Testo di partenza:
_____
L’Attacco di panico può essere descritto come un sabotaggio all’integrità della persona che lo vive. Il panico arriva, travolge e se ne va, lasciando dietro di sé una potente scia che resta impressa nella memoria.

È il Disturbo d’ansia più diffuso. Un italiano su sei sa cos’è un Attacco di panico perché lo ha vissuto, ma un italiano su trenta soffre di Disturbo di panico con attacchi ripetuti che limitano libertà e autonomia della persona. Il Disturbo di panico si sviluppa tipicamente tra i 15 e 19 anni e tra i 25 e 30 e ha una prevalenza che oscilla tra l’1,5% e 3,5% della popolazione generale. Nonostante le manifestazioni cliniche del disturbo siano simili nei due sessi, esso viene diagnosticato con una frequenza doppia nelle donne.

Per capire cosa sia realmente l’Attacco di panico è necessario approfondire l’argomento (leggi anche questo articolo).

Ansia anticipatoria: campanello d’allarme

L’ansia, di per sé, è uno stato anticipatorio di un pericolo futuro, che può essere interno o esterno e che nei pazienti con Disturbo da panico ha la funzione di preparare la persona per il panico successivo. Essa è caratterizzata da apprensione e preoccupazione accompagnate da tensione, coinvolgendo corpo e mente.

Panico: cos’è?

Il panico è uno stato emotivo caratterizzato da un senso di estrema paura o di morte imminente. Il soggetto con panico sente la minaccia come “presente”, si sente esattamente dentro la situazione temuta, ossia “dentro la minaccia”. È un intenso arousal (stato di attivazione) che prepara alla lotta o fuga. Il panico, in questo senso, è l’emozione che accompagna la gestione dell’emergenza.

Attacco di panico: sintomo + sintomo

Un attacco di panico viene definito come un momento preciso di intensa paura o disagio, durante il quale quattro (o più) dei seguenti sintomi si sviluppano improvvisamente e raggiungono il picco nel giro di 10 minuti: palpitazioni o tachicardia; sudorazione; tremori fini o grandi scosse; sensazione di soffocamento; sensazione di asfissia; dolore o fastidio al petto; nausea o disturbi addominali; sensazioni di sbandamento, testa leggera o svenimento; derealizzazione (sensazione di irrealtà) o depersonalizzazione (essere distaccati da sé stessi); paura di perdere il controllo o di impazzire; paura di morire; parestesie (sensazioni di torpore o di formicolio); brividi o vampate di calore.
_____
Dati estratti:
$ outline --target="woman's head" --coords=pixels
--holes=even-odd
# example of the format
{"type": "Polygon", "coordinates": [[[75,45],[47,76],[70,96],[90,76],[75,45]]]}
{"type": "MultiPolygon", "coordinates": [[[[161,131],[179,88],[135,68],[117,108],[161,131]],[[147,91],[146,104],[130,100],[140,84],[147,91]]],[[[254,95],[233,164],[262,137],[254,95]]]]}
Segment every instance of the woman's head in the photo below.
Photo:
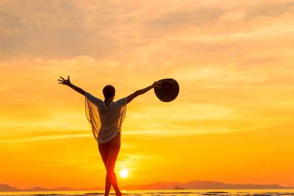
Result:
{"type": "Polygon", "coordinates": [[[113,86],[110,85],[105,86],[103,88],[102,92],[103,95],[105,98],[104,101],[107,101],[110,98],[112,98],[113,100],[115,96],[115,89],[113,86]]]}

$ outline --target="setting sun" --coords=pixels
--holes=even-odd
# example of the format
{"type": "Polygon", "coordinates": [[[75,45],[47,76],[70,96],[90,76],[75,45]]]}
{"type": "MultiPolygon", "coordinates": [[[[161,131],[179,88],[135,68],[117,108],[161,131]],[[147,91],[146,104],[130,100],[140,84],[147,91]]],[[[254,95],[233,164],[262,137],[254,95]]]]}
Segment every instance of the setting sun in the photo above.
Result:
{"type": "Polygon", "coordinates": [[[121,173],[121,174],[120,174],[121,175],[121,177],[122,177],[122,178],[125,178],[127,176],[127,173],[128,173],[128,171],[127,169],[124,169],[122,170],[122,172],[120,172],[121,173]]]}

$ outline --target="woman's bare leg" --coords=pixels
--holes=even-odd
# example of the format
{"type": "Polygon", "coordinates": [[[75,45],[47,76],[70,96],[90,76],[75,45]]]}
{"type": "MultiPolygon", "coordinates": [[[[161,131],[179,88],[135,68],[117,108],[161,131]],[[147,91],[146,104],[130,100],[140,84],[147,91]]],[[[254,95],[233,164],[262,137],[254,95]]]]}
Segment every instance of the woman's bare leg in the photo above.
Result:
{"type": "MultiPolygon", "coordinates": [[[[101,155],[101,157],[102,158],[102,160],[103,161],[103,163],[105,166],[105,169],[106,168],[106,164],[107,163],[107,159],[108,157],[108,144],[98,144],[98,148],[99,149],[99,152],[100,152],[100,154],[101,155]]],[[[122,192],[120,191],[120,189],[119,188],[119,186],[118,185],[118,182],[116,179],[116,175],[115,173],[113,173],[113,178],[112,180],[112,186],[113,187],[113,189],[115,191],[116,195],[117,196],[121,196],[122,192]]]]}
{"type": "Polygon", "coordinates": [[[100,153],[101,154],[103,163],[106,168],[106,178],[105,180],[105,196],[108,196],[111,188],[111,185],[116,192],[117,196],[122,195],[119,189],[116,180],[116,176],[114,173],[114,167],[116,160],[121,148],[121,137],[117,135],[107,144],[107,156],[106,157],[106,147],[103,145],[99,145],[100,153]]]}

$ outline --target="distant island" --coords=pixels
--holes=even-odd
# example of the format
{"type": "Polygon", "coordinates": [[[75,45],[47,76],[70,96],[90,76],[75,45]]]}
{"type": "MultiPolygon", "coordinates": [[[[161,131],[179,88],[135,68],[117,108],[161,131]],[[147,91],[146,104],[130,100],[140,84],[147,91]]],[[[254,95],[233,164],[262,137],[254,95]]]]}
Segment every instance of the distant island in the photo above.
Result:
{"type": "Polygon", "coordinates": [[[186,189],[185,187],[180,187],[178,186],[176,186],[174,187],[174,190],[185,190],[186,189]]]}
{"type": "MultiPolygon", "coordinates": [[[[159,182],[156,183],[139,185],[128,185],[121,187],[125,190],[221,190],[221,189],[294,189],[294,187],[283,187],[277,184],[234,184],[213,181],[191,181],[186,183],[178,182],[159,182]]],[[[74,189],[61,187],[55,189],[46,189],[42,187],[34,187],[32,189],[19,189],[12,187],[8,185],[0,184],[0,192],[39,192],[39,191],[102,191],[103,187],[92,188],[74,189]]]]}

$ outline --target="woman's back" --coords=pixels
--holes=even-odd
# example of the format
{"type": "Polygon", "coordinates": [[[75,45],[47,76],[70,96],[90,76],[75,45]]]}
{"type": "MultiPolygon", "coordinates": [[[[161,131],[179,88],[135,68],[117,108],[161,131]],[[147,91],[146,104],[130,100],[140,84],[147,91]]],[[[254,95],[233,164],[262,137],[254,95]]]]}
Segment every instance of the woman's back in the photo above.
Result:
{"type": "Polygon", "coordinates": [[[112,101],[108,106],[103,101],[86,93],[86,114],[94,138],[99,144],[111,140],[118,133],[125,117],[126,98],[112,101]]]}

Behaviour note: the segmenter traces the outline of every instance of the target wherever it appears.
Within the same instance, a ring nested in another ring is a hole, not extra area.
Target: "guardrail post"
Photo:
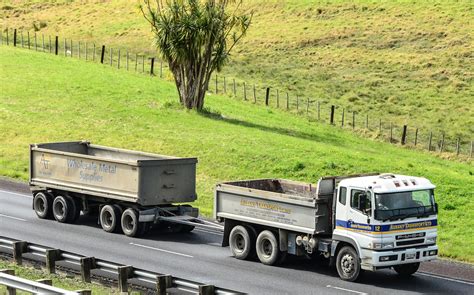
_____
Esercizi:
[1] Nel testo sul panico, con quale frequenza viene diagnosticato il Disturbo di panico nelle donne?
[2] Copia dal testo sul panico il passo che comincia con "Attacco di panico: sintomo" e finisce con "vampate di calore.".
[3] Prosegui il testo sugli attacchi di panico dopo la sua ultima frase.
I dati non hanno alcun ruolo in questo lavoro.

Soluzioni:
[1] Con una frequenza doppia.

[2]
Attacco di panico: sintomo + sintomo

Un attacco di panico viene definito come un momento preciso di intensa paura o disagio, durante il quale quattro (o più) dei seguenti sintomi si sviluppano improvvisamente e raggiungono il picco nel giro di 10 minuti: palpitazioni o tachicardia; sudorazione; tremori fini o grandi scosse; sensazione di soffocamento; sensazione di asfissia; dolore o fastidio al petto; nausea o disturbi addominali; sensazioni di sbandamento, testa leggera o svenimento; derealizzazione (sensazione di irrealtà) o depersonalizzazione (essere distaccati da sé stessi); paura di perdere il controllo o di impazzire; paura di morire; parestesie (sensazioni di torpore o di formicolio); brividi o vampate di calore.

[3]
Disturbo di panico: attacco + attacco

Il Disturbo è caratterizzato da attacchi inaspettati (cioè non associati ad uno stimolo situazionale, che si manifestano “a ciel sereno”) e ricorrenti, con una persistente preoccupazione di avere altri attacchi. Clinicamente, se gli attacchi di panico persistono per un periodo di 6 mesi in modo continuativo, allora viene diagnosticato il Disturbo.

Paura della paura

Gli Attacchi di panico si verificano quando le persone percepiscono come molto pericolose alcune sensazioni corporee e mentali oggettivamente innocue, cioè le interpretano come segnali di un’imminente e improvvisa catastrofe. Ad esempio, un soggetto può avere un Attacco di panico se interpreta:

  • la confusione mentale di un momento come un segnale di “impazzimento” o perdita di controllo della propria mente e dei propri comportamenti;
  • qualche secondo di tachicardia come il segnale di un infarto imminente;
  • un capogiro come segnale di svenimento improvviso.

Queste interpretazioni innescano un circolo vizioso di panico.

Circolo vizioso

Il circolo che culmina in un Attacco di panico si sviluppa quando uno stimolo viene percepito come minaccia incombente per il soggetto, creando uno stato di forte preoccupazione (ansia). A questo punto il soggetto interpreta in modo catastrofico le sensazioni mentali e fisiche che accompagnano lo stato di ansia. Così, la persona convinta di essere in balia di una catastrofe tenderà ad allarmarsi ulteriormente, aumentando l’intensità delle sensazioni fisiche e mentali fino a far esplodere il vero e proprio attacco.

Dopo l’Attacco di panico?

Una volta che l’Attacco di panico è avvenuto, intervengono una serie di fattori che contribuiscono a cronicizzare la situazione vissuta. Le credenze catastrofiche si rinforzano a causa di comportamenti protettivi finalizzati ad evitare gli attacchi.

I comportamenti protettivi

Contribuiscono a mantenere il Disturbo e Attacchi di panico in due modi:

  • Impediscono la possibilità di disconfermare le interpretazioni catastrofiche.
  • Peggiorano i sintomi da cui ci si vuole difendere.

Sono di quattro tipi:

  • 1. Evitamento: il paziente evita situazioni che ritiene favoriscano il panico (ad es. metropolitana, solitudine, etc.)
  • 2. Fuga: il paziente scappa da una situazione appena si presentano sensazione di panico o sensazioni considerate come l’inizio dell’attacco.
  • 3. Comportamenti di prevenzione della minaccia: serie di comportamenti messi in atto per gestire l’ansia anticipatoria. Ad esempio: il paziente, temendo che il capogiro sia un segno di collasso, cammina rasente al muro per evitare di svenire.
  • 4. Distrazione (evitamento sottile): cercare una distrazione per attenuare la paura. Ad esempio, un paziente teme di avere un attacco di panico in macchina imbottigliato nel traffico, decide allora di leggere un libro che ha sul sedile posteriore o di ascoltare musica con le cuffiette.

Trattamento dell’Attacco di Panico.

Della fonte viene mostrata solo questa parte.